What to do: In the article below on CARES Act funding, what will HHS use the required "lost revenue" information for instead of clawing back hospital overpayments?

*** Passage for review ***

Covid 19

HHS offers providers some clarification on CARES Act funding

May 26, 2020 6:15 pm
  • Hospitals should define patient revenue based on their specific tax information when providing information to HHS.
  • Instead of using “lost revenue” data to claw back hospital overpayments, HHS will use the required information to provide future rounds of assistance payments.
  • It remains unclear whether required data on “lost revenue” includes only patient revenue or other operating revenue and investment income.

In response to confusion among hospital finance leaders about details of a leading federal assistance package, the U.S. Department of Health and Human Services (HHS) provided clarification on some details but not on others.

Hospital finance leaders, advisers and hospital advocacy groups say they have received insufficient responses to clarifications they requested from HHS in recent weeks about details surrounding $50 billion in provider funding from the Coronavirus Aid, Relief and Economic Security (CARES) Act. That package is the primary mechanism the federal government has used to disburse financial assistance to hospitals and others in the healthcare sector that have been hit by the coronavirus pandemic.

Clarifications provided about patient revenue and other questions

Contacted for comment, an HHS spokesperson clarified what “patient revenue” hospitals were supposed to report to HHS to receive provider assistance. Hospital executives have questioned whether the term refers to net patient service revenue or gross charges.

*** End of Passage for review ***
*** Extracted records ***

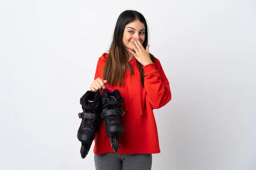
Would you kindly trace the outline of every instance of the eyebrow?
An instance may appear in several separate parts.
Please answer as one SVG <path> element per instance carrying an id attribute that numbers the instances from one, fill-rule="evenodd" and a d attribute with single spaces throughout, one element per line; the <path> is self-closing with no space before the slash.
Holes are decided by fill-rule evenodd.
<path id="1" fill-rule="evenodd" d="M 131 27 L 126 27 L 126 28 L 131 28 L 131 29 L 134 29 L 134 30 L 136 31 L 136 29 L 135 29 L 134 28 L 131 28 Z M 143 30 L 145 30 L 145 28 L 144 28 L 144 29 L 142 29 L 142 30 L 140 30 L 140 31 L 143 31 Z"/>

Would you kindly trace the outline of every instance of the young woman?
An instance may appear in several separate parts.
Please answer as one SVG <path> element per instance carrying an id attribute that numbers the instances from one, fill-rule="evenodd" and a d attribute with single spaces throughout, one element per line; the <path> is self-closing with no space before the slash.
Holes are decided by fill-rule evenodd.
<path id="1" fill-rule="evenodd" d="M 167 79 L 159 60 L 149 53 L 145 18 L 133 10 L 119 15 L 108 54 L 99 60 L 90 88 L 118 89 L 125 102 L 122 118 L 124 132 L 115 153 L 102 122 L 95 139 L 96 170 L 150 170 L 152 154 L 160 152 L 153 110 L 171 99 Z"/>

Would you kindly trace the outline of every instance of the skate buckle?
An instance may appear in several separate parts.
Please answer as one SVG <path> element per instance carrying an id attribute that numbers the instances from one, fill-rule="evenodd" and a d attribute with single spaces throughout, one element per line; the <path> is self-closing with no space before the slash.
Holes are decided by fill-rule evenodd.
<path id="1" fill-rule="evenodd" d="M 96 105 L 95 106 L 95 108 L 96 110 L 98 110 L 98 109 L 99 109 L 99 105 Z"/>

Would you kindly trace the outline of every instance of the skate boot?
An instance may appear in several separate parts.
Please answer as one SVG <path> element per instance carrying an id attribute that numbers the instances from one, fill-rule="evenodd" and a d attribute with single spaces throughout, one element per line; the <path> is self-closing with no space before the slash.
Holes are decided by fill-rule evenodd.
<path id="1" fill-rule="evenodd" d="M 77 132 L 77 138 L 81 142 L 80 153 L 84 159 L 89 152 L 102 121 L 101 94 L 99 92 L 88 91 L 81 98 L 80 102 L 83 112 L 78 114 L 82 121 Z"/>
<path id="2" fill-rule="evenodd" d="M 124 132 L 121 119 L 125 112 L 120 107 L 124 99 L 117 89 L 112 92 L 105 90 L 102 96 L 102 117 L 106 126 L 106 133 L 108 135 L 111 147 L 116 153 L 120 147 L 119 134 Z"/>

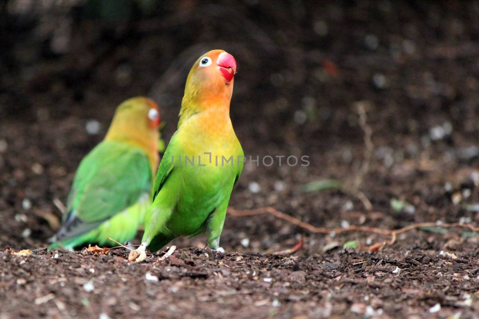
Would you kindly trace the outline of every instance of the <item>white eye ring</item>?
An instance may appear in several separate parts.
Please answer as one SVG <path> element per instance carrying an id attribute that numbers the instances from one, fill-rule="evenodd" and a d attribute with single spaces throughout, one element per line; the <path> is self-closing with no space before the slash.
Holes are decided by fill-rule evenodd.
<path id="1" fill-rule="evenodd" d="M 207 66 L 211 65 L 211 59 L 209 56 L 204 56 L 200 60 L 200 66 Z"/>
<path id="2" fill-rule="evenodd" d="M 158 113 L 158 110 L 156 109 L 150 109 L 150 110 L 148 111 L 148 118 L 151 121 L 156 121 L 159 116 L 160 116 L 160 114 Z"/>

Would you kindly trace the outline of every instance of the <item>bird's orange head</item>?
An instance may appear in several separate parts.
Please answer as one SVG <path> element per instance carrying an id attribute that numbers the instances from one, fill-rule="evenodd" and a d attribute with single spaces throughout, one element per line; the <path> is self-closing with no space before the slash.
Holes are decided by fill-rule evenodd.
<path id="1" fill-rule="evenodd" d="M 229 110 L 235 73 L 236 61 L 228 52 L 213 50 L 202 55 L 186 79 L 180 116 L 214 107 Z"/>
<path id="2" fill-rule="evenodd" d="M 152 167 L 156 168 L 160 122 L 158 106 L 153 100 L 133 98 L 117 108 L 105 139 L 141 147 L 150 158 Z"/>

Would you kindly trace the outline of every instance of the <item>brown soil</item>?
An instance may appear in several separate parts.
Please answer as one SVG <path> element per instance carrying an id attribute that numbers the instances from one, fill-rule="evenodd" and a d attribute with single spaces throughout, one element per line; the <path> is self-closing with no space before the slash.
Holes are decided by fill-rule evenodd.
<path id="1" fill-rule="evenodd" d="M 476 2 L 245 2 L 173 1 L 126 22 L 80 19 L 70 8 L 70 49 L 61 54 L 51 52 L 53 33 L 38 32 L 38 16 L 0 19 L 10 44 L 0 54 L 0 318 L 475 318 L 479 237 L 459 228 L 412 231 L 378 251 L 355 251 L 343 244 L 388 239 L 228 216 L 225 254 L 196 248 L 205 247 L 201 236 L 141 264 L 118 250 L 5 251 L 46 246 L 60 216 L 54 202 L 65 201 L 78 163 L 121 101 L 157 100 L 167 141 L 192 61 L 217 47 L 238 62 L 231 113 L 245 154 L 310 161 L 247 164 L 230 206 L 272 206 L 332 228 L 479 223 L 471 206 L 479 202 Z M 47 31 L 65 16 L 43 14 L 52 15 L 42 20 Z M 359 187 L 370 211 L 349 190 L 301 191 L 322 178 L 350 186 L 361 176 L 358 103 L 373 132 Z M 101 124 L 96 135 L 85 129 L 92 119 Z M 394 209 L 394 199 L 412 206 Z M 268 253 L 301 235 L 304 246 L 292 255 Z"/>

*** End of Extracted records ***

Result below: HHS will use it to provide future rounds of assistance payments.